*TASK TO CARRY OUT:* Starting at the line that contains "Annotate the dry" and ending at the last line of the entries, render those lines as a Markdown table with the columns Row and Line. Number each row, and leave out blank lines.

_ _ _

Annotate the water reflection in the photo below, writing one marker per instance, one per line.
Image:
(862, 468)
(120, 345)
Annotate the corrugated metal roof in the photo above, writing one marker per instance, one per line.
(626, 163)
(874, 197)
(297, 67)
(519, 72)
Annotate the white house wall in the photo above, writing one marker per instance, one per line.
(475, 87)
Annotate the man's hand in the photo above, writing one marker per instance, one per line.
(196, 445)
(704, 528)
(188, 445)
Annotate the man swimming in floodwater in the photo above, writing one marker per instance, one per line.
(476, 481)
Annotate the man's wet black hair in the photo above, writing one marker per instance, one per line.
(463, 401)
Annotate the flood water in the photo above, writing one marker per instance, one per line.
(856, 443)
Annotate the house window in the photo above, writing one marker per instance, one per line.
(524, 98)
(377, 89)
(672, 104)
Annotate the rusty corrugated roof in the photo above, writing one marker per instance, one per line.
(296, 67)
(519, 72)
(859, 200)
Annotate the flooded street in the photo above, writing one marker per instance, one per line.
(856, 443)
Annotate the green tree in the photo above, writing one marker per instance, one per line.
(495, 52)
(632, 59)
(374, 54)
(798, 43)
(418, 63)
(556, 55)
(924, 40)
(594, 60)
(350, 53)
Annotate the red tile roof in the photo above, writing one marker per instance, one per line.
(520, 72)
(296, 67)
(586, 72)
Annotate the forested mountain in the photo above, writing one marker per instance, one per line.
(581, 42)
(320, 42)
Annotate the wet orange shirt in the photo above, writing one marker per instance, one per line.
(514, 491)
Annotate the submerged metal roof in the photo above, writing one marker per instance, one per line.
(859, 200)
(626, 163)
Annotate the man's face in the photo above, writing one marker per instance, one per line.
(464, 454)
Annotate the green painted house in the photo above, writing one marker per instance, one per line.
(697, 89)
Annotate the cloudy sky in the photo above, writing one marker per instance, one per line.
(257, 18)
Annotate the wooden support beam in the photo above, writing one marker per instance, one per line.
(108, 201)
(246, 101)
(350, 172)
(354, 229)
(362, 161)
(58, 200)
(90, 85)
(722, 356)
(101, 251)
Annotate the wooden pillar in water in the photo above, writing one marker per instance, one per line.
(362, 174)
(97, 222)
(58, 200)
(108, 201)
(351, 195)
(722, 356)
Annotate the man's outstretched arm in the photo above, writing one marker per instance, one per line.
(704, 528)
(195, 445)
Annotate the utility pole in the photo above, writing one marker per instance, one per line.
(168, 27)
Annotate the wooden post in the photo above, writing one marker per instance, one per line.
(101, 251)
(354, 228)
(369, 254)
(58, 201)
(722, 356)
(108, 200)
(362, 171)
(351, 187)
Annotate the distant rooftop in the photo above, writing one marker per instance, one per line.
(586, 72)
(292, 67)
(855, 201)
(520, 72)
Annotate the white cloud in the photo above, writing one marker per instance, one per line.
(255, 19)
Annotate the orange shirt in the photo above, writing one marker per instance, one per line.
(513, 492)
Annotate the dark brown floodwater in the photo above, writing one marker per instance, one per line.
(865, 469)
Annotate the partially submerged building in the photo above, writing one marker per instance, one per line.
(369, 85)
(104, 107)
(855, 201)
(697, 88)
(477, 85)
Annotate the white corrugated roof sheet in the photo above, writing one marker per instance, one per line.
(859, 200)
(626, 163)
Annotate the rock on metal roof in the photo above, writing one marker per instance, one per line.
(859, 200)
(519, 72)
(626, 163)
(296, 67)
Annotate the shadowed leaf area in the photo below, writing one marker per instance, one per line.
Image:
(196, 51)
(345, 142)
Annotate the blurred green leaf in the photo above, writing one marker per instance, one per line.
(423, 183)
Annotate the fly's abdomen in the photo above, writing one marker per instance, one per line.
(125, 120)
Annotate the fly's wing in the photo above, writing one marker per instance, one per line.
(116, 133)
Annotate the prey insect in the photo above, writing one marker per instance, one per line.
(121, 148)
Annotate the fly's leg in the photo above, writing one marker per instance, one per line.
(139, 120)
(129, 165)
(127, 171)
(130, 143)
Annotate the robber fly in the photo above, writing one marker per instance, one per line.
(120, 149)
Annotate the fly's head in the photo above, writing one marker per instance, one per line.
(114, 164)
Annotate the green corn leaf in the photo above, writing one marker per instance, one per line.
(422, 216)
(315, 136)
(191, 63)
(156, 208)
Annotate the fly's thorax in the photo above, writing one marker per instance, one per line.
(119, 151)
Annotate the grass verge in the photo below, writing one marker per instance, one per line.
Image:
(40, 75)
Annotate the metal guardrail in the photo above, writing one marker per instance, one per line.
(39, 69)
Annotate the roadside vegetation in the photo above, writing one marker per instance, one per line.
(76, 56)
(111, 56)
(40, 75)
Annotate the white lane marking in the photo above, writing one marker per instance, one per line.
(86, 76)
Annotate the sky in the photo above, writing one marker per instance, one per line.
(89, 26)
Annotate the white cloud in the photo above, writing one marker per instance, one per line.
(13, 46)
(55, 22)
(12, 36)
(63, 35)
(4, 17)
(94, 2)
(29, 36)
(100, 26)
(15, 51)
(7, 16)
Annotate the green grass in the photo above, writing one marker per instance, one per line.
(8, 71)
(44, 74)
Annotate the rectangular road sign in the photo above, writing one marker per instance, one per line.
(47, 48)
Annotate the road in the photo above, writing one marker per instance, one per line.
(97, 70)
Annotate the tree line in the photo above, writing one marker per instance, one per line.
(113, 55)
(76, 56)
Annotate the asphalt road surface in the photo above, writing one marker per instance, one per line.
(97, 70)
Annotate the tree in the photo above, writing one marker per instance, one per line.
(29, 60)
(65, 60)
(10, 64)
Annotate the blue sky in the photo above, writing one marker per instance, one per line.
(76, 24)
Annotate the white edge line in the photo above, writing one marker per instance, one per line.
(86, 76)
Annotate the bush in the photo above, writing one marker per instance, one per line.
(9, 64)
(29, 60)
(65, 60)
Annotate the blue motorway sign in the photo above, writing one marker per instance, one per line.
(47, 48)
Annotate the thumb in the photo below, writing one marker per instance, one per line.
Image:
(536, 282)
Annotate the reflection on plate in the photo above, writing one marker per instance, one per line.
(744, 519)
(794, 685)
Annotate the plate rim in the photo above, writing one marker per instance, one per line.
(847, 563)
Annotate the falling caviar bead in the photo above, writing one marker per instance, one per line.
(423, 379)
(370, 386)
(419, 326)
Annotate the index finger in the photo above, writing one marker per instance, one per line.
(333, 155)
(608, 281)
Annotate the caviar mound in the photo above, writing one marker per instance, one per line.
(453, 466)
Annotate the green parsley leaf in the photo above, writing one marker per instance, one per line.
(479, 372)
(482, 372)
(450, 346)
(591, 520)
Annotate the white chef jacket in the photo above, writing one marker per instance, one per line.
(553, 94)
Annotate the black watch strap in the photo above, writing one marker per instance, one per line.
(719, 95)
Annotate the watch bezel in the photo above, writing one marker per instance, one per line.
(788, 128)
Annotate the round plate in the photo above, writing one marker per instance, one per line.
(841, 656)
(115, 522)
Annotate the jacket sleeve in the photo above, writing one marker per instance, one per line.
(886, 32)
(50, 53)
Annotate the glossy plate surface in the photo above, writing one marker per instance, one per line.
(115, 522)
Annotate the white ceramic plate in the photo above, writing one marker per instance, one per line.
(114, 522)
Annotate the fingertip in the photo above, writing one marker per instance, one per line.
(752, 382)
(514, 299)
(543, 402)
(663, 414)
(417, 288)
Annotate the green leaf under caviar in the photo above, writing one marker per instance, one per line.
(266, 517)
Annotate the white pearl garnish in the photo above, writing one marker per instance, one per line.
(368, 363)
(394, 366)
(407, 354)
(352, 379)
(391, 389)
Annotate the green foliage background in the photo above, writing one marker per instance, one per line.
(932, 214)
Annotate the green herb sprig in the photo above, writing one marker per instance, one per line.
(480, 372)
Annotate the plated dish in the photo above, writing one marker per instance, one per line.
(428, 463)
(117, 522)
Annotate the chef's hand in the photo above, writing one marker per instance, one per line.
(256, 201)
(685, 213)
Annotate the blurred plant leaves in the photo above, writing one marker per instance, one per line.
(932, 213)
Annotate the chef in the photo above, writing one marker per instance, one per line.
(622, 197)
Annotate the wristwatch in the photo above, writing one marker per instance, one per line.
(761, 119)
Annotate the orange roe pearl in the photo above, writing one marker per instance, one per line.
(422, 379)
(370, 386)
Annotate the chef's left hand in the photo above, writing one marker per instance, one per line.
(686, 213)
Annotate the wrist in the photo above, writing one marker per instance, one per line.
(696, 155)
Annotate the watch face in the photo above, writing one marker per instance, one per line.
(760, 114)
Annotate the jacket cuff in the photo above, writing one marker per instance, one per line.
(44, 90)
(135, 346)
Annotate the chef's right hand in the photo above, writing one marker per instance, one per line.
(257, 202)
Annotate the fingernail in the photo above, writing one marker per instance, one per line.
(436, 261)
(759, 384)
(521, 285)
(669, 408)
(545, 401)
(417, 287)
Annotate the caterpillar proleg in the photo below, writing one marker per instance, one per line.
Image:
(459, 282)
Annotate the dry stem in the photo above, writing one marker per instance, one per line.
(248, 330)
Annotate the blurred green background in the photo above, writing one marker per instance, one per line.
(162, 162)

_ _ _

*SOLUTION TO THIS EXERCISE:*
| Row | Line |
|---|---|
| 1 | Annotate the dry stem in the photo above, writing one marker per instance, one per line. |
| 2 | (248, 330) |
| 3 | Annotate the blurred green background in the photo above, writing one marker per instance, one per line. |
| 4 | (162, 162) |